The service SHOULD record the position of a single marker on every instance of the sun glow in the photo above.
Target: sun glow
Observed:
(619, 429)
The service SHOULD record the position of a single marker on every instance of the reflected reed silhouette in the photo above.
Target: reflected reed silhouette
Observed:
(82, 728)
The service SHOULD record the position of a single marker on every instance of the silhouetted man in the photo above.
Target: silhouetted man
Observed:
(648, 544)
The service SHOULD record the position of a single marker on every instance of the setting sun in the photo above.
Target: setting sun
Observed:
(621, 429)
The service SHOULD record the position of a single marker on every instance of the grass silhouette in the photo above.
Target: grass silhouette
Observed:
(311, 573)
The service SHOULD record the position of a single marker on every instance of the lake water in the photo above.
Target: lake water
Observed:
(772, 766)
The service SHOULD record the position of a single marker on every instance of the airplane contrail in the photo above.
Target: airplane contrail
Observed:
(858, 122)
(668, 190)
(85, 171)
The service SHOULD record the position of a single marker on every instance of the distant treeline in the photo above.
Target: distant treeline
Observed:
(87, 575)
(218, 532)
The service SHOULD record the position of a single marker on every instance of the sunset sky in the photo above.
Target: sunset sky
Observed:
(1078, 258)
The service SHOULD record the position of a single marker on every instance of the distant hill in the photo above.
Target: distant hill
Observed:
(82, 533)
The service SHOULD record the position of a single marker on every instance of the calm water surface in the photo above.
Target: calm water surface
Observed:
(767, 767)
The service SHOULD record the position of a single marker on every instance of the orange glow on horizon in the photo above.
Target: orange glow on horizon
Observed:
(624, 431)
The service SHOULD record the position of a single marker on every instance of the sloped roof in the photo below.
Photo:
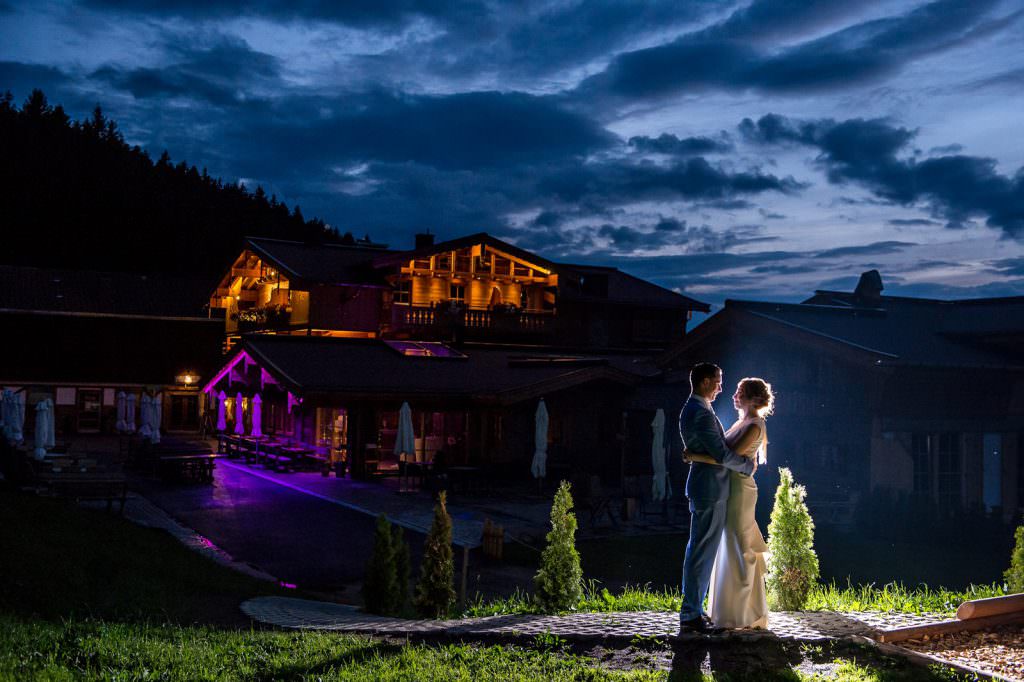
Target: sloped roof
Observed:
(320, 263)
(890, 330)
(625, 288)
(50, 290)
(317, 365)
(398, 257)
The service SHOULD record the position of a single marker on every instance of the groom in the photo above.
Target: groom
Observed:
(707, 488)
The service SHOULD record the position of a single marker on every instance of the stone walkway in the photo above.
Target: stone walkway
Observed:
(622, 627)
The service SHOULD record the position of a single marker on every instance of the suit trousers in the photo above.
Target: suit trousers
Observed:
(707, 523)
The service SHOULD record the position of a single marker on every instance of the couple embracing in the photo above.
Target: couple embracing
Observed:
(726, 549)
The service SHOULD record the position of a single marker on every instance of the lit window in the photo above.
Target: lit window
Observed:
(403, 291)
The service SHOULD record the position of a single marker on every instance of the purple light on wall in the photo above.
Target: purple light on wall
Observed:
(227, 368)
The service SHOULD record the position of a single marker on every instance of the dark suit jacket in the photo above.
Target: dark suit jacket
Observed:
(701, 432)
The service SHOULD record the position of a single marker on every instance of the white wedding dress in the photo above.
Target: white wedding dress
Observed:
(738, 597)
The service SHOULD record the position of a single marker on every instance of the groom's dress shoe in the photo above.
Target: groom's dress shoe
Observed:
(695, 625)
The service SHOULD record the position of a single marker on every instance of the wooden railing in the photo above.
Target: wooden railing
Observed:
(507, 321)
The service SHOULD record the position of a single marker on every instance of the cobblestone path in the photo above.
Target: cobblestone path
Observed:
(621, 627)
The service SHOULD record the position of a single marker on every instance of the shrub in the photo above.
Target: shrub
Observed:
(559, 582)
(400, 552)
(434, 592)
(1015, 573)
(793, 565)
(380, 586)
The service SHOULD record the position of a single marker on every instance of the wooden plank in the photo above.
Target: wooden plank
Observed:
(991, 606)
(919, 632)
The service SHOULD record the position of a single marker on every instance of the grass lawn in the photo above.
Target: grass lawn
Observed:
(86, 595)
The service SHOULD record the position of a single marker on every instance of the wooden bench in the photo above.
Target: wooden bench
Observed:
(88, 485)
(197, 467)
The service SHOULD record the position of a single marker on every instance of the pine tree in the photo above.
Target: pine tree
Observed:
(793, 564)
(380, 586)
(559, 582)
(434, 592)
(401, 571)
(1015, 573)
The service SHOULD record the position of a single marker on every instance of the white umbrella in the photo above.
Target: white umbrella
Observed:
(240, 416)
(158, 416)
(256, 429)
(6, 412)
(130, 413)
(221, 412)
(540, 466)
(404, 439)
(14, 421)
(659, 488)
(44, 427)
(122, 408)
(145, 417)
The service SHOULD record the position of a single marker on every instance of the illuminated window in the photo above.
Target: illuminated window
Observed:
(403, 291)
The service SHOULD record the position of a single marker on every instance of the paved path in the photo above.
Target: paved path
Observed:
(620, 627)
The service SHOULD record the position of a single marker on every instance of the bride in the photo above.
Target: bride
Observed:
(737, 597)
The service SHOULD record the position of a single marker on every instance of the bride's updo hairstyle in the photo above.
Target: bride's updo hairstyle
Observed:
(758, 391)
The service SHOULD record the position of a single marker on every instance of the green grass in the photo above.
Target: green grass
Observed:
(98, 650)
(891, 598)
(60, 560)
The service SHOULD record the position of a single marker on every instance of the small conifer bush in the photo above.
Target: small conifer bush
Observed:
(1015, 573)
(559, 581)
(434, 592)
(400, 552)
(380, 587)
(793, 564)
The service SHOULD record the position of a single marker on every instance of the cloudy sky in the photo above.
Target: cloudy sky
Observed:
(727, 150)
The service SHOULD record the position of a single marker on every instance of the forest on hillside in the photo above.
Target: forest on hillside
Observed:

======

▸ **WHAT IS REQUIRED**
For the records above, output each one exactly and skip any image.

▸ **RESULT OF THE TASK**
The service SHOULD record the position of a single marker on every instance of the sun glow in the photo above.
Target: sun glow
Observed:
(619, 429)
The service SHOULD record the position of a single marker on every instance of the reflected reed silhouette in the photo above.
Target: reflected reed silhouette
Observed:
(82, 728)
The service SHOULD record the position of a single marker on every instance of the silhouetted man in the photo above.
Target: silhouetted man
Observed:
(648, 544)
The service SHOULD record the position of a single marker on every instance of the setting sun in the photo above.
Target: setting sun
Observed:
(621, 429)
The service SHOULD record the position of a single marker on every instance of the grass silhouette in the photo above.
Target: grass silhouette
Observed:
(311, 573)
The service SHOULD record the position of a single marker on every instance of the lake water in the photo above.
Target: lake water
Observed:
(772, 766)
The service SHOULD record the position of a single marker on every instance of the airplane contrail in the photo above.
Target: airplane contrail
Observed:
(858, 122)
(668, 190)
(85, 171)
The service SHOULD record the position of a single marker on every instance of the distant treeline in the photo above.
Target: distant treeline
Observed:
(87, 575)
(218, 532)
The service SHOULD record the position of a single marker on every instance of the sunset sky in the photo above.
Target: sunset sky
Observed:
(1078, 258)
The service SHOULD record the position of a single marker on every instance of the distant hill in the photo above.
Target: distant hill
Observed:
(82, 533)
The service SHOULD record the position of a single marker on every instance of the calm water surface in the photo above.
Target: calm water surface
Observed:
(767, 767)
The service SHOULD record the position of a single marker on every instance of the orange glow on horizon in the photo above.
Target: orange glow on horizon
Observed:
(624, 431)
The service SHOULD record the position of a single marker on every instance of the sloped roof in the photo below.
Photo:
Target: sloped roof
Observed:
(320, 263)
(890, 330)
(625, 288)
(50, 290)
(317, 365)
(398, 257)
The service SHOULD record the position of a single marker on every instance of the groom in the photo above.
Target: groom
Observed:
(707, 488)
The service SHOULD record the position of a single marker on every instance of the stone walkway in the photo above.
Target: stone walkway
Observed:
(622, 627)
The service SHOULD record the position of a single marker on every instance of the suit trousers in the photo above.
Target: suit trousers
Observed:
(707, 523)
The service SHOULD record the position of a single marker on every instance of the couple embracing in the photo above.
Target: couple embracing
Observed:
(726, 549)
The service SHOULD record the position of a single marker on every instance of the lit window in the photo above.
Target: lit window
Observed:
(403, 291)
The service SHOULD record the position of a single marker on every instance of the purple light on wall in the photo above.
Target: purple light on wall
Observed:
(227, 368)
The service SHOULD record the position of a single marker on every instance of the dark suit jacket in the photo above.
Target: dark suit jacket
Observed:
(701, 432)
The service SHOULD record the position of a single marker on every instance of the white wedding dress in the photo above.
Target: white wedding dress
Observed:
(738, 597)
The service SHOULD record the position of a single marker on every instance of the groom's dress shoe in the photo above.
Target: groom's dress shoe
Observed:
(695, 625)
The service SHOULD record the position of a single marker on every instance of the wooden railing in the photo above.
Target: wooden railing
Observed:
(507, 321)
The service SHOULD record the position of a single marker on every instance of the cobblestone path in the photo above.
Target: cobblestone path
Observed:
(621, 627)
The service SHOULD record the position of a single marker on every instance of the shrub in the photo above.
Target: shrub
Observed:
(559, 582)
(400, 552)
(434, 592)
(1015, 573)
(793, 565)
(380, 586)
The service SHOULD record the position of a single marker on every instance of the wooden plank in the photo above.
Target: wooden plank
Observed:
(991, 606)
(919, 632)
The service SHOULD record the position of a single marker on every instance of the grass lawn in the photo above.
Target: grass lawn
Observed:
(86, 595)
The service SHOULD record the position of a single marker on every instance of the wooden bench in the photo above.
Target: wooden bench
Observed:
(88, 485)
(197, 467)
The service SHOULD record the position of a single marker on every instance of the pine tree in the photo above.
Target: pine tree
Observed:
(793, 564)
(380, 586)
(559, 582)
(434, 592)
(401, 571)
(1015, 573)
The service SHOULD record the position of a single marker on every instance of the white umbrella in the photo above.
Target: white umbrella
Observed:
(240, 416)
(158, 416)
(256, 429)
(6, 412)
(130, 413)
(221, 412)
(540, 466)
(404, 439)
(14, 421)
(659, 488)
(44, 427)
(122, 408)
(145, 417)
The service SHOULD record the position of a single marker on every instance of the illuminated window in the photo above.
Target: illuminated window
Observed:
(403, 291)
The service SHOULD record the position of a single marker on every instance of the paved path in the photo above.
Target: paved path
Observed:
(620, 627)
The service SHOULD record the position of a single marker on every instance of the bride in the photo above.
Target: bride
Observed:
(737, 597)
The service SHOULD record the position of a single marker on every instance of the bride's updo hairstyle in the photo above.
Target: bride's updo hairstyle
Observed:
(758, 391)
The service SHOULD record the position of a single marker on every instance of the green grass in the photo above.
Target: green grass
Observed:
(98, 650)
(891, 598)
(60, 560)
The service SHOULD record the position of a single marker on every instance of the small conifer bush in the photo above.
Target: small conifer bush
Observed:
(1015, 573)
(559, 581)
(434, 592)
(400, 552)
(380, 587)
(793, 564)
The service SHOULD record the position of a single marker on every instance of the cloudy sky in the photo above.
Target: cloudy sky
Observed:
(727, 150)
The service SHOULD record the position of a single marker on every instance of the forest on hillside in the photo above.
Target: forest on hillside
Observed:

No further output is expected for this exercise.